▶ [Document text]:
........

Re: Bangla

From: Philippe Verdy (verdy_p@wanadoo.fr)
Date: Sun May 23 2004 - 09:16:50 CDT

  • Next message: D. Starner: "Re: Bangla"

    From: "Towheed Chowdhury" <nsumba@hotmail.com>
    > How bangla ocr can be developed using current unicode?

    ISO/IEC 10646 and Unicode are just standard for character encoding, not for
    their rendering and presentation.
    OCR is a difficult problem, but it has nothing in common with characters
    encoding, as it is an analysis of glyphs.
    Generally, good OCR recognition is difficult to automate without specific fonts
    with simplified or slightly altered (but still readable) glyphs.

    This is not a problem of Unicode.

    What Unicode has done is only to add some characters that were used in the OCR
    context (such as symbols on checks, that were created and printed specially for
    OCR systems, but had no prior meaning in the linguistic and plain-text area: in
    Unicode these special glyphs are coded as distinctive symbols with their own
    code points.

........

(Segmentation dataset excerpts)
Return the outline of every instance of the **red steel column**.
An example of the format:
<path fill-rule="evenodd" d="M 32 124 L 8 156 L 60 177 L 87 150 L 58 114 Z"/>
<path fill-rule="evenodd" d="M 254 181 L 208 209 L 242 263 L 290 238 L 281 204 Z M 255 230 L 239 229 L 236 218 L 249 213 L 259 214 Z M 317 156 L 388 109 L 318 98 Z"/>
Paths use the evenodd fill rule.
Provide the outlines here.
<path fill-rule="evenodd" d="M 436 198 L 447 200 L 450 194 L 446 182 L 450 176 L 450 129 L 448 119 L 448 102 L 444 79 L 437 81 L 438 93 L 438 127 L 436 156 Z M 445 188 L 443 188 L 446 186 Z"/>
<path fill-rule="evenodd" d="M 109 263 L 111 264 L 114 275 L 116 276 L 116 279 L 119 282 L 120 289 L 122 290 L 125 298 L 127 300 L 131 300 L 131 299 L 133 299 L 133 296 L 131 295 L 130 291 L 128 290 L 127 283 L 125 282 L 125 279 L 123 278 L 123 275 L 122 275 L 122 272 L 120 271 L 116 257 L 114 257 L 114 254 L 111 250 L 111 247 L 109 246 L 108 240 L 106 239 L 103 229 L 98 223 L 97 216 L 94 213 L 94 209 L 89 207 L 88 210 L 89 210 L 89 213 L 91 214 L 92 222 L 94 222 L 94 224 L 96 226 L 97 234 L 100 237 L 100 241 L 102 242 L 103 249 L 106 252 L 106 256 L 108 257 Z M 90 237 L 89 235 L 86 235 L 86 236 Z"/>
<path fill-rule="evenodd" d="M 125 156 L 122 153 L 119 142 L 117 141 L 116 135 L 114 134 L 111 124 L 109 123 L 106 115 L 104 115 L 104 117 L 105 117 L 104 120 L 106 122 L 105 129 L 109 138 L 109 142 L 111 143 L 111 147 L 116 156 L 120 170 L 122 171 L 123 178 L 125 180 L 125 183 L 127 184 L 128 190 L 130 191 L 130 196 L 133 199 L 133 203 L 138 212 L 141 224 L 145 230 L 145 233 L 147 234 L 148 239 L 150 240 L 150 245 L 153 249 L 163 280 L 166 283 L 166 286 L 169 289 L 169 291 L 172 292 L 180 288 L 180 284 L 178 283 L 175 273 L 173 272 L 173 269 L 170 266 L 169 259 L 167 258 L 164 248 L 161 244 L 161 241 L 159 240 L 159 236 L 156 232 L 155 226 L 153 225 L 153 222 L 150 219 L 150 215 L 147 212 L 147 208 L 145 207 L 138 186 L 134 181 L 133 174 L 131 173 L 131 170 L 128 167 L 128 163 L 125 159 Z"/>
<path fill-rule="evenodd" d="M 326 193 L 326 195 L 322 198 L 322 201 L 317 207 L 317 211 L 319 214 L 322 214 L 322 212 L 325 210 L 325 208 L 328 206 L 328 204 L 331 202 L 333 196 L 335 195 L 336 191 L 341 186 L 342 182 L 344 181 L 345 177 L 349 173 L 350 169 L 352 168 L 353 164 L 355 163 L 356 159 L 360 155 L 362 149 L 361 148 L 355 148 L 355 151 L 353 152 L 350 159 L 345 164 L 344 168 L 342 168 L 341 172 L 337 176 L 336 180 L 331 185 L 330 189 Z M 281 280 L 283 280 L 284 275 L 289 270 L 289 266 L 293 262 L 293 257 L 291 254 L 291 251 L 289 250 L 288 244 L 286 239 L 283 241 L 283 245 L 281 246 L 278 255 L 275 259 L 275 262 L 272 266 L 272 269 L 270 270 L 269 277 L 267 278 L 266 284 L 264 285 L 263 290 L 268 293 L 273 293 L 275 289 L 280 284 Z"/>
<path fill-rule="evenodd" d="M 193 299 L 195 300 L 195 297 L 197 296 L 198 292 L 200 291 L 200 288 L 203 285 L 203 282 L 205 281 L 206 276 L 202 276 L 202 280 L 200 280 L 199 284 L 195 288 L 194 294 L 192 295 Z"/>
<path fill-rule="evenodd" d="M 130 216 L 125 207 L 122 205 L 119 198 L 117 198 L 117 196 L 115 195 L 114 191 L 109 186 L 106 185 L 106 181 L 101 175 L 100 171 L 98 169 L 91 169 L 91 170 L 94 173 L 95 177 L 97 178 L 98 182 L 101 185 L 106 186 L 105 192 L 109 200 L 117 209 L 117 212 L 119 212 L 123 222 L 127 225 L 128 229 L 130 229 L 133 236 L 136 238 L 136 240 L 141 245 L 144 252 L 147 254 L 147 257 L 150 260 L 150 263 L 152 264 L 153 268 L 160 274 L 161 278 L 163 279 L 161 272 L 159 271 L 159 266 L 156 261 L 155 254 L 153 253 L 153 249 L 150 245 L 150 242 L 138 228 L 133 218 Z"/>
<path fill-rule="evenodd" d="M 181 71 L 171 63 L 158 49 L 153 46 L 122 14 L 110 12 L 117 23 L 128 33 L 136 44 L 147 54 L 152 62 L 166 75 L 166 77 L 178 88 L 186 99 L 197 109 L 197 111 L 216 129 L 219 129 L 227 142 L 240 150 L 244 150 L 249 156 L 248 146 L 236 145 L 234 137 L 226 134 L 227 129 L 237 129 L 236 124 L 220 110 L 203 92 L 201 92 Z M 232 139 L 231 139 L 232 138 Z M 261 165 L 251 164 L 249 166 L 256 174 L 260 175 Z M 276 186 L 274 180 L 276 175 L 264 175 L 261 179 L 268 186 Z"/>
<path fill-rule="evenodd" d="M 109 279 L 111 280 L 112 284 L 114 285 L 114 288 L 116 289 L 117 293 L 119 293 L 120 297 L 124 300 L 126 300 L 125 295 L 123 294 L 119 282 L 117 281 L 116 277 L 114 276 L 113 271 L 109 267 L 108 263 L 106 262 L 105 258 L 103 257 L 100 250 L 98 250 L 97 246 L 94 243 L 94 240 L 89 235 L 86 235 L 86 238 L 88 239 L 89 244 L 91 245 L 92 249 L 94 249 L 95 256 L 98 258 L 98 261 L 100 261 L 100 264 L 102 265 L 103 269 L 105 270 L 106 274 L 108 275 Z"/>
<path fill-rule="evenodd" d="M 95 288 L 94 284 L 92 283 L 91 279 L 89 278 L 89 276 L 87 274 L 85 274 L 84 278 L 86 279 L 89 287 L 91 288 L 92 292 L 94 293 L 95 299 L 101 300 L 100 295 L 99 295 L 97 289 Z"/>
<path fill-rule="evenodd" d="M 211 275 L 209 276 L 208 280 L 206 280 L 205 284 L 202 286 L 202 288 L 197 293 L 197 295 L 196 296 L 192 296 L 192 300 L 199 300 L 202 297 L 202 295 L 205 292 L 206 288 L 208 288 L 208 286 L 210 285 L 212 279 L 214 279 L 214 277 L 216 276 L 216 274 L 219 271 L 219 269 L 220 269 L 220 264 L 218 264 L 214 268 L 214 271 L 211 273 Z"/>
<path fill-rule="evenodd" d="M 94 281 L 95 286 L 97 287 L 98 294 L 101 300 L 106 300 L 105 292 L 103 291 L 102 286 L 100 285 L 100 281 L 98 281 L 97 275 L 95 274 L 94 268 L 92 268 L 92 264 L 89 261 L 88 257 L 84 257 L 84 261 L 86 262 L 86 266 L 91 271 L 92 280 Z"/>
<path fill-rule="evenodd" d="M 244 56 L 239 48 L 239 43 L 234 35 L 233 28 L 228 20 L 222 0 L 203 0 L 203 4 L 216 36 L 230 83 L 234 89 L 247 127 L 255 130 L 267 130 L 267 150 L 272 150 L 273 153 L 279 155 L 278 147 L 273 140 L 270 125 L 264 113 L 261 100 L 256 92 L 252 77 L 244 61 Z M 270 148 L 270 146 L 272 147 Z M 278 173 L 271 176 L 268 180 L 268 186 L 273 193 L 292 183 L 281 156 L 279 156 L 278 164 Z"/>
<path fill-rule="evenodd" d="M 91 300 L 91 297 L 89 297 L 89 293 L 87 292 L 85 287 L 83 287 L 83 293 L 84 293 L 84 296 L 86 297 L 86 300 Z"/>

........

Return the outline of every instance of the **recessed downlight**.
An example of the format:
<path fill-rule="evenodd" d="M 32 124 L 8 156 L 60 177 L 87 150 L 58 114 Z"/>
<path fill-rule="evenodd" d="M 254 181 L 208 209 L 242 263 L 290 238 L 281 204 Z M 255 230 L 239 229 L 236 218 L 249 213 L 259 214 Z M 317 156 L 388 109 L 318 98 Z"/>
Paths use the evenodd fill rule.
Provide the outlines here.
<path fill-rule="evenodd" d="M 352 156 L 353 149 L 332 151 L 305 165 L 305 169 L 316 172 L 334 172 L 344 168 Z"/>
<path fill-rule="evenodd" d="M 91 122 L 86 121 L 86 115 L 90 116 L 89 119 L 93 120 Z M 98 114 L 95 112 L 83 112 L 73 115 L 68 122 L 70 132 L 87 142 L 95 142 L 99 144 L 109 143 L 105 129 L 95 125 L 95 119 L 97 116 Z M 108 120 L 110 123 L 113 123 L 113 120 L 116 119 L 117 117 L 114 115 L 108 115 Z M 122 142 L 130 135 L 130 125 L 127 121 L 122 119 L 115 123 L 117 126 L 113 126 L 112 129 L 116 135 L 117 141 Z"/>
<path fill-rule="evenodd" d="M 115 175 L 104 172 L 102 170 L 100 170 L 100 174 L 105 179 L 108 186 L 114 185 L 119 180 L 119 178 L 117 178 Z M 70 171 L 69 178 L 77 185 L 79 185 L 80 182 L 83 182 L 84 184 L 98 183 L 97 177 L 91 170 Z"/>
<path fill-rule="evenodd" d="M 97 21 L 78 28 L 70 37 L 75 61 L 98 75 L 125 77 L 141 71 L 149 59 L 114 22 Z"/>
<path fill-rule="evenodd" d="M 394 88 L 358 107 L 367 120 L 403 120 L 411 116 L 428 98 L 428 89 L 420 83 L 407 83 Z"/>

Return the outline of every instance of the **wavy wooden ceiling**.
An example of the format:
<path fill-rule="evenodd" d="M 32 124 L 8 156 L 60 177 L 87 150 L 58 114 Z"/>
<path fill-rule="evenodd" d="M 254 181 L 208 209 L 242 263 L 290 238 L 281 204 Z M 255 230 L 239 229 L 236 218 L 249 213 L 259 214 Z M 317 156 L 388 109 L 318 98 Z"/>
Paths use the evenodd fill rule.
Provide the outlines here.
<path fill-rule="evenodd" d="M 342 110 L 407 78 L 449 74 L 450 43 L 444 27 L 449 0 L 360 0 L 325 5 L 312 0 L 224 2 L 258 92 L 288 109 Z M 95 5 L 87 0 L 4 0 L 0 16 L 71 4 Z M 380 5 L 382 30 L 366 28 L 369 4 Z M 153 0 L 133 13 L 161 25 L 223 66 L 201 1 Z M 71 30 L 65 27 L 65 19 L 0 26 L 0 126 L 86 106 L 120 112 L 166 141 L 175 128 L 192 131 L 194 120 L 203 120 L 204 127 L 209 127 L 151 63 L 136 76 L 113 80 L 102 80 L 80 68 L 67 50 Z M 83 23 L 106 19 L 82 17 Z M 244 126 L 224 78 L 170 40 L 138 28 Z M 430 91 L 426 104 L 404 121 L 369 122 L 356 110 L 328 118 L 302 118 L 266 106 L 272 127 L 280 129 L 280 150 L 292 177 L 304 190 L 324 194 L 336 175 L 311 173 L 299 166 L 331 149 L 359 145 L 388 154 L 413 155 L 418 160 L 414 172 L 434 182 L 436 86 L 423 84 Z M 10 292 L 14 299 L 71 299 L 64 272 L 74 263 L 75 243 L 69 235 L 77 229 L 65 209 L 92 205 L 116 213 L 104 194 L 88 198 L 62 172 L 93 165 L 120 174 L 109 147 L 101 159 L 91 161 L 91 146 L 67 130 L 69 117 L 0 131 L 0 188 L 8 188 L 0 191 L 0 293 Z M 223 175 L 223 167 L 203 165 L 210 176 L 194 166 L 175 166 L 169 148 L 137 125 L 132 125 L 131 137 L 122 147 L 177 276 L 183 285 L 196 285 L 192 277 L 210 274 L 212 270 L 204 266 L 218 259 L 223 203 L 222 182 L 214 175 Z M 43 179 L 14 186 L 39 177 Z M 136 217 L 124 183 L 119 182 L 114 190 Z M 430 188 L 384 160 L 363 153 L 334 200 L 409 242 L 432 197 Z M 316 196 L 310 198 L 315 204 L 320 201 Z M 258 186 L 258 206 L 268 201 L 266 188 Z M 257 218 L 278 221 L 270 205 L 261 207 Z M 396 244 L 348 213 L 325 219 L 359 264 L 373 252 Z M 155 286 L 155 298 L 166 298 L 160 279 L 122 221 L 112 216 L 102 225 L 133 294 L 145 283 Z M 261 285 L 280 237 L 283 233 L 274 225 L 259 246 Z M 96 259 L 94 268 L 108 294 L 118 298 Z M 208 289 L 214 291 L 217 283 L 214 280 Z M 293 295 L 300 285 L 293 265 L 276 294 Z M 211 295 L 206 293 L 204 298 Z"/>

........

▶ [Problem statement]:
Reproduce everything from "From: Philippe Verdy" down to "rendering and presentation." in the forum message on Bangla OCR, swapping "rendering" for "display".

▶ [Reply to the exercise]:
From: Philippe Verdy (verdy_p@wanadoo.fr)
Date: Sun May 23 2004 - 09:16:50 CDT

  • Next message: D. Starner: "Re: Bangla"

    From: "Towheed Chowdhury" <nsumba@hotmail.com>
    > How bangla ocr can be developed using current unicode?

    ISO/IEC 10646 and Unicode are just standard for character encoding, not for
    their display and presentation.